Fibonacci Sequence: The Connection To Vedas, Role Of Sanskrit, And A Look Into What Drove Science In Ancient India

The 23rd of November is celebrated as ‘Fibonacci day’ because when the date is written in the mm/dd format (11/23), the digits in the date form a Fibonacci sequence: 1,1,2,3.

The Fibonacci sequence - a sequence of numbers with an inherent pattern - appears surprisingly often in nature. Their appearance is so fascinating that an entire journal is dedicated to the Fibonacci numbers, in the Fibonacci Quarterly.

The name ‘Fibonacci’ is due to a 13th-century Italian mathematician Leonardo of Pisa, who later came to be known as Fibonacci. However, what we Indians popularly call ‘Fibonacci numbers’ find their earliest mention in the 2nd century BCE work of Acharya Pingala.

Fibonacci is also credited with introducing Indian numerals in the West, and in his historic work, Liber Abaci, he expresses his attraction to learning the Modus Indorum - the method of the Indians.

What Are Fibonacci Numbers?

In the Fibonacci sequence, each number is the sum of the previous two, starting from 0 and 1. Therefore, the sequence looks like this:

0, 1, 1, 2, 3, 5, 8, 13, 21, 34, 55, and so on.

Task set ->
**1.** Copy the Fibonacci article from "Fibonacci is also" up to and including "55, and so on.", swapping "Liber Abaci" for "Book of Calculation".
**2.** Extend the Fibonacci article, starting right after its final sentence.
The material after this point is separate from the Fibonacci article.

Data excerpts ->
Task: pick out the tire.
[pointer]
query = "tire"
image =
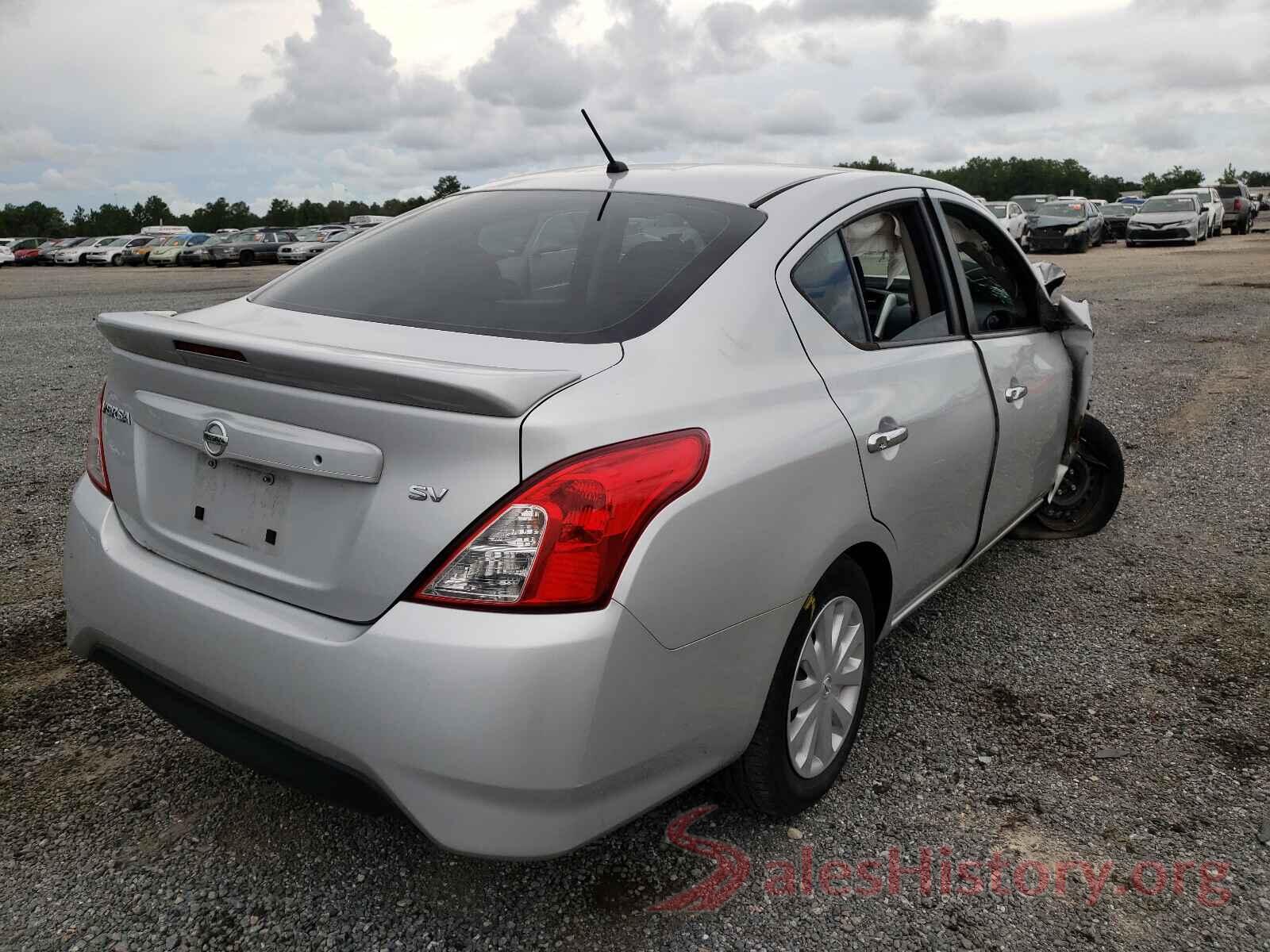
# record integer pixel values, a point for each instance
(765, 777)
(1090, 493)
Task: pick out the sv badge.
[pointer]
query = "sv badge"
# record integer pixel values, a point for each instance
(422, 494)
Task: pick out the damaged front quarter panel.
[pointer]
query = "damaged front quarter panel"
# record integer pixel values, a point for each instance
(1071, 319)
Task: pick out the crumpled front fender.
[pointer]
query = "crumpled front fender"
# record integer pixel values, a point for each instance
(1072, 321)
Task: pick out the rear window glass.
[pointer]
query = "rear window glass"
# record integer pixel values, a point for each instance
(583, 267)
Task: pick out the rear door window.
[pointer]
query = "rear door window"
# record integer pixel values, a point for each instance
(584, 267)
(1000, 282)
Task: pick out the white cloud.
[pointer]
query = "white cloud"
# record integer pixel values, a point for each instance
(530, 65)
(371, 98)
(879, 106)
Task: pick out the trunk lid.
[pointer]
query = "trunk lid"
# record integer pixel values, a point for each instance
(315, 460)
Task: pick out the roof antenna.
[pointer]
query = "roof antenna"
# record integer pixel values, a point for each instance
(615, 168)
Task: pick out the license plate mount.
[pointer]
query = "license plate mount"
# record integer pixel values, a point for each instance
(241, 505)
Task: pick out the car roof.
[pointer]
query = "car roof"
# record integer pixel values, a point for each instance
(741, 184)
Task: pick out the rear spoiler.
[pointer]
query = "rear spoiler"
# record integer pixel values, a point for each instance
(440, 385)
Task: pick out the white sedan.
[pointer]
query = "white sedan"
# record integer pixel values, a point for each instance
(112, 251)
(79, 253)
(1013, 219)
(1210, 205)
(298, 251)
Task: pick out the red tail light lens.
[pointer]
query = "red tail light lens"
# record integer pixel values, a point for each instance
(560, 539)
(94, 454)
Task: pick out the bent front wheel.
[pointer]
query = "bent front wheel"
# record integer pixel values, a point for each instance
(816, 701)
(1090, 492)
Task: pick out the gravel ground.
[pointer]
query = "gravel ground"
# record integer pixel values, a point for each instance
(992, 704)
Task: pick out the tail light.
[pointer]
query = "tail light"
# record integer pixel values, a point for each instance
(560, 539)
(94, 454)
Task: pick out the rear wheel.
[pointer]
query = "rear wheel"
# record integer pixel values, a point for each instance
(1090, 492)
(816, 701)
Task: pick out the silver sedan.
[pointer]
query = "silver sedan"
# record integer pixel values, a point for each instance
(544, 501)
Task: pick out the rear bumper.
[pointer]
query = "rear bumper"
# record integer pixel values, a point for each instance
(498, 735)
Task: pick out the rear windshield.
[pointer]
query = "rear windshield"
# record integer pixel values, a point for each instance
(582, 267)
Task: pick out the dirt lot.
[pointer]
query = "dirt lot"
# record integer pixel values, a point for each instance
(1102, 701)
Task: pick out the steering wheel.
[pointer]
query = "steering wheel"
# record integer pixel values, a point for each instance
(888, 305)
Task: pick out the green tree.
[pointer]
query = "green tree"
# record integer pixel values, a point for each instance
(1166, 182)
(281, 213)
(446, 186)
(309, 213)
(241, 216)
(156, 211)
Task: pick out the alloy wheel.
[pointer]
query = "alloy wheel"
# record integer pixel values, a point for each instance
(827, 685)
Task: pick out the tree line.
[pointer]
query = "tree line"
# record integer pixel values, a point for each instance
(1001, 178)
(46, 221)
(981, 175)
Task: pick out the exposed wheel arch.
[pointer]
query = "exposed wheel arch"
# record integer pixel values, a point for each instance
(876, 565)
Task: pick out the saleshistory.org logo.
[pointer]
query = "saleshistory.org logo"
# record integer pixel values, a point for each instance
(937, 869)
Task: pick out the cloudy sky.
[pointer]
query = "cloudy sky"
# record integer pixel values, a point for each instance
(375, 98)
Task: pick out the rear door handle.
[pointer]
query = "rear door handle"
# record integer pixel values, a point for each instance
(886, 440)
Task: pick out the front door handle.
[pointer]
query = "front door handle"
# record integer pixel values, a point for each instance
(886, 440)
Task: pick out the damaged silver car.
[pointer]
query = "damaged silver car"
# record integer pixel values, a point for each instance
(544, 501)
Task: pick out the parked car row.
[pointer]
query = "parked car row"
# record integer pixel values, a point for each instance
(260, 245)
(1045, 222)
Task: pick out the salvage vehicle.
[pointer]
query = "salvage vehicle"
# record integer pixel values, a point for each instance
(1236, 207)
(1013, 219)
(313, 245)
(247, 248)
(135, 253)
(394, 530)
(1029, 202)
(27, 251)
(1115, 217)
(79, 253)
(1210, 203)
(112, 251)
(48, 251)
(1168, 219)
(1066, 225)
(194, 253)
(169, 251)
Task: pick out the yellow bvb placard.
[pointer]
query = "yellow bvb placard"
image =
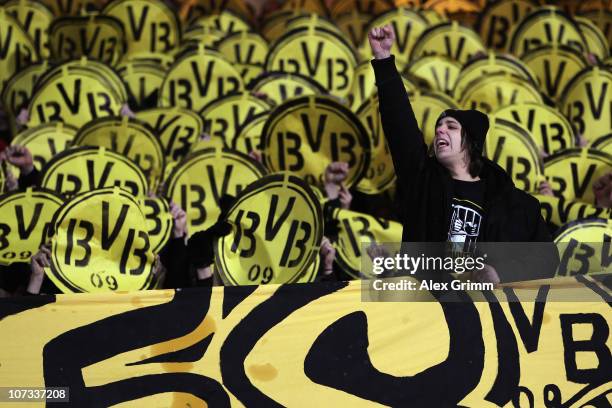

Answers for each item ->
**1.**
Fibonacci is also credited with introducing Indian numerals in the West, and in his historic work, Book of Calculation, he expresses his attraction to learning the Modus Indorum - the method of the Indians.

What Are Fibonacci Numbers?

In the Fibonacci sequence, each number is the sum of the previous two, starting from 0 and 1. Therefore, the sequence looks like this:

0, 1, 1, 2, 3, 5, 8, 13, 21, 34, 55, and so on.

**2.**
The ratio of consecutive Fibonacci numbers approaches the ‘golden ratio’ or phi = 1.618. (In mathematics, two quantities are in the golden ratio if their ratio is the same as the ratio of their sum to the larger of the two quantities; that is, (a+b)/a = a/b; if a is larger than b).

The Fibonacci sequence is manifested in the pattern of branching in trees, in the arrangement of leaves on a stem, in the fruit sprouts of a pineapple, etc.

An Indian Institute of Science paper investigated the pattern on the conch shells and found that it satisfied the Fibonacci patterns. The shape of galaxies, along with the arrangement of piano keys also follows the Fibonacci pattern.

Fibonacci And The Sanskrit Connect

Before we discuss the work of Rishi Pingala, it is crucial that we devote some time to understanding the role played by the Sanskrit language in making scientific work in ancient India possible.

The readers will soon discover the connection with the Fibonacci.

Sanskrit is the language of not only several great works of literature like Mahabharata but also of mathematics, medicine, sexual and mental well-being, astronomy, philosophy, and so on because it is the most suitable language to transmit knowledge.

An article on Guruprasad’s Portal beautifully brings out these aspects of the Sanskrit language.

The article argues that the rules of the language were designed in such a fashion that poetry became an efficient medium of conveying scientific principles. Remember that the Vedic civilisation was dependent more on experiential learning and oral transmission, therefore an efficient language was key.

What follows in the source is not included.